### Work instructions
Return all of the data exactly, with nothing left out but the pictures.

### Provided material
──────

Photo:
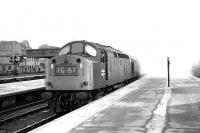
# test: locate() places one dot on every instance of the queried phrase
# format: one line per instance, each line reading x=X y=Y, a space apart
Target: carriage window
x=90 y=50
x=65 y=50
x=77 y=48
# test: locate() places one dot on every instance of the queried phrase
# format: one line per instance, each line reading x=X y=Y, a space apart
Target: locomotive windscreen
x=77 y=48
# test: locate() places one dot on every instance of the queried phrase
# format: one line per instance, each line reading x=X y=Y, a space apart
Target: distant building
x=6 y=66
x=9 y=48
x=45 y=46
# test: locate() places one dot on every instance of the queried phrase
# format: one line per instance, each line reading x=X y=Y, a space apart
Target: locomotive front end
x=69 y=77
x=69 y=72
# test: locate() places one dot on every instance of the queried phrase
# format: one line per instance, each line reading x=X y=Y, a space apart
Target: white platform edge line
x=157 y=123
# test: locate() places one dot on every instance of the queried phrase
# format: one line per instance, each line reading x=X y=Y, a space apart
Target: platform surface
x=20 y=87
x=144 y=106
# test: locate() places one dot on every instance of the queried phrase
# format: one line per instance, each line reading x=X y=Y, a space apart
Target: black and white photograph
x=100 y=66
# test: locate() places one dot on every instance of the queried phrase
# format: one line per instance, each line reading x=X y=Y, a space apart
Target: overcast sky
x=149 y=30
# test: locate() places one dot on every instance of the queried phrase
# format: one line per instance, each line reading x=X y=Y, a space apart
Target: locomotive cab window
x=90 y=50
x=77 y=48
x=65 y=50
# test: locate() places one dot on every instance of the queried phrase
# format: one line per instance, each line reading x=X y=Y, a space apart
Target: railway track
x=37 y=124
x=24 y=118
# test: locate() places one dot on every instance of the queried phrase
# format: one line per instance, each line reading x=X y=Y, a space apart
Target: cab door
x=106 y=65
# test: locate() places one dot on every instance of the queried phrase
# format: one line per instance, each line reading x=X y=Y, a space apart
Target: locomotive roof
x=97 y=45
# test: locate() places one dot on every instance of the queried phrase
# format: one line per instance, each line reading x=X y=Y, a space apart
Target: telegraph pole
x=168 y=72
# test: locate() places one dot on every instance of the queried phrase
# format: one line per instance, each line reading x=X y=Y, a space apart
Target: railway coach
x=84 y=71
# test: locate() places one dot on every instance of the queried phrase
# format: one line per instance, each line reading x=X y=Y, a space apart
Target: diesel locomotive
x=84 y=71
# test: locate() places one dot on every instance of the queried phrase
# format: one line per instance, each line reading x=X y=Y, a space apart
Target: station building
x=14 y=48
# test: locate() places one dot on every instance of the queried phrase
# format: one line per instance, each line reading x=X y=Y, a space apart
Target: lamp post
x=168 y=72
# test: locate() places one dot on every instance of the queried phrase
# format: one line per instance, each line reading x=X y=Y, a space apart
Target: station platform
x=129 y=109
x=15 y=88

──────

### Result for this exercise
Photo:
# test: locate() places one dot on every instance of the queried phrase
# format: one line per instance, each line reading x=X y=Y, a space apart
Target: carriage window
x=90 y=50
x=65 y=50
x=77 y=48
# test: locate() places one dot on every instance of the queried phrase
# format: one line per instance, each line reading x=X y=Y, a space apart
Target: locomotive windscreen
x=77 y=48
# test: locate() places one dot on every instance of the queried phrase
# format: one line per instance, each line reading x=X y=Y, a space apart
Target: distant building
x=6 y=66
x=9 y=48
x=45 y=46
# test: locate() places one dot on every instance of the queried phrase
# format: one line per instance, each line reading x=X y=Y, a space apart
Target: locomotive front end
x=69 y=77
x=69 y=72
# test: locate() places one dot on every instance of the queried phrase
# format: one line per instance, each line reading x=X y=Y, a space apart
Target: white platform edge line
x=157 y=123
# test: locate() places one dot on every instance of the queried phrase
# format: one line per instance, each line reading x=X y=Y, a space apart
Target: platform surface
x=20 y=87
x=144 y=106
# test: locate() places one dot on every instance of the queried phrase
# format: one line per instance, each line reading x=X y=Y, a space apart
Target: black and white photograph
x=100 y=66
# test: locate() places one dot on every instance of the queried phrase
# format: one line per instance, each line reading x=X y=Y, a space apart
Target: overcast sky
x=149 y=30
# test: locate() places one dot on every instance of the queried phrase
# format: one line per instance, each line reading x=X y=Y, a space apart
Target: locomotive cab window
x=90 y=50
x=77 y=48
x=65 y=50
# test: locate() places one dot on every instance of the queried phrase
# format: one line per instance, each line reading x=X y=Y, a space apart
Target: railway track
x=37 y=124
x=24 y=118
# test: locate() places one dot on every instance of the queried phrase
# format: one line per instance, each line reading x=X y=Y, a space apart
Target: cab door
x=106 y=65
# test: locate() places one dot on every instance of the queried phrase
# format: one line per instance, each line reading x=X y=Y, a space apart
Target: locomotive roof
x=97 y=45
# test: locate() places one dot on every instance of the queried phrase
# format: one line per instance, each line reading x=X y=Y, a space apart
Target: telegraph pole
x=168 y=72
# test: locate() places one dot on every instance of the queried phrase
# format: one line per instance, each line reading x=X y=Y, a space apart
Target: railway coach
x=84 y=71
# test: locate() places one dot on every instance of the queried phrase
# format: one line per instance, each line reading x=X y=Y, a space apart
Target: diesel locomotive
x=84 y=71
# test: locate() places one dot on every instance of the queried phrase
# format: one line per instance, each line reading x=X y=Y, a space apart
Target: station building
x=14 y=48
# test: locate() places one dot on every instance of the queried phrase
# format: one line per instance, each line reading x=X y=Y, a space apart
Target: lamp post
x=168 y=72
# test: locate() places one dot on every instance of the queried phrase
# format: one line per instance, each line reading x=X y=Y, a space apart
Target: station platform
x=129 y=109
x=15 y=88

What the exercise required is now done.